# Would you pay $200,000 to fly to outer space?



## cave76 (Feb 10, 2014)

(Of course only if you could afford it easily.)

I don't think I would. No, wait---- I *know* I wouldn't even if I could afford it!

What would you do?

Branson Says Space Venture to Fly Paying Customers This Year (1) - Businessweek


----------



## pacanis (Feb 10, 2014)

If I could afford it, sure.
Especially if it includes a ride in an F-16 to see if I can handle things.
And no shuttle for me. I want to parachute into the ocean and get picked up by a helicopter with that basket thingy... and then get a ride on an aircraft carrier.


----------



## Kayelle (Feb 10, 2014)

I wouldn't but DH sure would! He's talked about it often.

He has such a passion for flying that if I won the lottery it's the first thing I would buy for him.  He has fulfilled *so many* wishes on my bucket list, it would be such a thrill to do that for him.


----------



## roadfix (Feb 10, 2014)

Sure, if I can easily afford it.  But I would like to experience a true re-entry with communications blackout, and like Pac mentioned, an ocean splashdown with all the bells and whistles....lol..


----------



## Dawgluver (Feb 10, 2014)

I don't think so.  But I would use some of those rocket things that fly you just above the ocean, like you're walking on it!  And parasailing!

Pac, didn't you teach parachuting at one time?


----------



## cave76 (Feb 10, 2014)

Another thing I never considered doing is BASE jumping.

Newlywed dies after BASE jump attempt in Zion National Park in Utah - CNN.com

"(CNN) -- A newlywed woman died after plunging about 2,000 feet after a BASE jumping attempt in Utah's rugged Zion National Park, authorities said Sunday.
)name deleted here) 28, and her husband of two weeks, (name deleted here), climbed up Mount Kinesava, a 7,276-foot peak that overlooks the park, on Saturday, the National Park Service said.

The Salt Lake City couple were said to be experienced BASE jumpers -- in which participants leap from fixed objects, such as mountains or buildings, using parachutes to slow their falls.

*The risky activity is illegal inside Zion National Park, authorities said*."


----------



## pacanis (Feb 10, 2014)

Dawgluver said:


> I don't think so. But I would use some of those rocket things that fly you just above the ocean, like you're walking on it! And parasailing!
> 
> Pac, didn't you teach parachuting at one time?


 
I did.


----------



## Kayelle (Feb 10, 2014)

Have you ever base jumped Pac?  That's such a horrible story about the newlyweds.


----------



## taxlady (Feb 10, 2014)

I would love to fly into outer space. I would want to wait a bit and see the safety record. I want the space hotel.


----------



## PrincessFiona60 (Feb 10, 2014)

Absolutely, with all the bells and whistles Pac mentioned, too!  I want to be in outer space and I would got to Mars if it was offered...
※ ※ ※
_Goal_:
Answer these questions from the space travel thread:
(a) What aircraft does pacanis want a ride in to see if he can handle things?
(b) How tall is Mount Kinesava, according to the quoted news report?
(c) What does taxlady want to wait and see before flying into outer space?
The rows have nothing to do with this task.

_Source records_:
※ ※ ※
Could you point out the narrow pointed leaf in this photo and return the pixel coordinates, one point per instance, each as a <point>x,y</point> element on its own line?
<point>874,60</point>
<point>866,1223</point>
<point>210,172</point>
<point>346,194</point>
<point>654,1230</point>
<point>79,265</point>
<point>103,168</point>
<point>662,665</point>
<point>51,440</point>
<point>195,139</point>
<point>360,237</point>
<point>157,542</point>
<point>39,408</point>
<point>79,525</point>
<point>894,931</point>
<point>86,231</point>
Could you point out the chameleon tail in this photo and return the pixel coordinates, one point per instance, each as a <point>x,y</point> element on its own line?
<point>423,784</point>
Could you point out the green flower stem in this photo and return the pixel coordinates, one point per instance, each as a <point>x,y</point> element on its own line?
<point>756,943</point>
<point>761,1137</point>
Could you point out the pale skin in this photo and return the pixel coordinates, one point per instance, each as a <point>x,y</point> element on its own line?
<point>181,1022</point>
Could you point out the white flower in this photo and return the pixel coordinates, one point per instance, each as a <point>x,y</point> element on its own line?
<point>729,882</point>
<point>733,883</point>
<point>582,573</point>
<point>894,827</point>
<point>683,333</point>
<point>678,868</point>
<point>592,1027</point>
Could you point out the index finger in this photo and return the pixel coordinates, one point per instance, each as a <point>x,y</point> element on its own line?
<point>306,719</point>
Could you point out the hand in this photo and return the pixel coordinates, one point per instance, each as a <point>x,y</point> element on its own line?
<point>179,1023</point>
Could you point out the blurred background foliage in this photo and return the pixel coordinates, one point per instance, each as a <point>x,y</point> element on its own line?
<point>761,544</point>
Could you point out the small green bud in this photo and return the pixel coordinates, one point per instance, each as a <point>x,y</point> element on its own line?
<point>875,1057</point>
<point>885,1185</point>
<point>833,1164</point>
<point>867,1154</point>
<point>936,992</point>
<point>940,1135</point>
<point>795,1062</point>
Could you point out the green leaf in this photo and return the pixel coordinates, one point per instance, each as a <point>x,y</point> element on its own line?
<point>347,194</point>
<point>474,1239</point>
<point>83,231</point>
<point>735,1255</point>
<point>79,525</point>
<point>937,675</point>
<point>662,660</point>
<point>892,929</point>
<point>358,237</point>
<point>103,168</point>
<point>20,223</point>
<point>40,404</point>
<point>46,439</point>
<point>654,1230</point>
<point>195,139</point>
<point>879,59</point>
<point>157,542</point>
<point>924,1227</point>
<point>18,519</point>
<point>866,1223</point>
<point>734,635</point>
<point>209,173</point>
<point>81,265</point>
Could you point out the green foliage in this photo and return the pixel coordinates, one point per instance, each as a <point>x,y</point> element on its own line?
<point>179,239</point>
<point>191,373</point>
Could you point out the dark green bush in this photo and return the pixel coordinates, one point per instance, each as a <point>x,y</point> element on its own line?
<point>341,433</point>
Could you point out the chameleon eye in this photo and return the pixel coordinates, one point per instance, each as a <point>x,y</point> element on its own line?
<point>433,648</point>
※ ※ ※
_Written response_:
(a) An F-16.
(b) 7,276 feet.
(c) The safety record.